• _PROBLEM TO SOLVE_:
Transcribed word for word, the lines below from the one with "point_to SHOULD mark one point per instance of the wooden post" through the last line of the records form the answer; no picture is to be included.

_ _ _

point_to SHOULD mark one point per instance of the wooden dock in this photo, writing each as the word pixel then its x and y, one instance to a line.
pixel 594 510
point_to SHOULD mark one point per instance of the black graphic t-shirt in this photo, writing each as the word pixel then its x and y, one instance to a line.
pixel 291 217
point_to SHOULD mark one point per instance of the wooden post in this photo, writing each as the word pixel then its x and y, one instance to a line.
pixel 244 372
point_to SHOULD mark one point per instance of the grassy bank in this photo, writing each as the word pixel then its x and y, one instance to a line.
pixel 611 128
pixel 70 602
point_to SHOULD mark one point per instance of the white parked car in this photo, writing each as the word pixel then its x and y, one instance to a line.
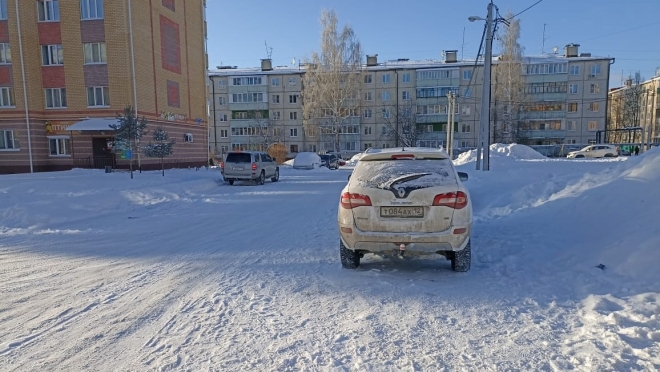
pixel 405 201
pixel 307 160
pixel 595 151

_ _ _

• _SOLUTION TO THIS PROBLEM_:
point_to SHOULD mark one point per instance of the wooden post in this photo, writing each as the word pixel then its x and y, one instance to a line.
pixel 244 372
point_to SHOULD mark one point per instance of the grassy bank in this photo, writing each as the word pixel then its x and y, one instance to a line.
pixel 611 128
pixel 70 602
point_to SHOULD mark one point per instance of the white parked car in this photo, writing each as the word pixel then its x and y, one instance to a line.
pixel 405 201
pixel 307 160
pixel 595 151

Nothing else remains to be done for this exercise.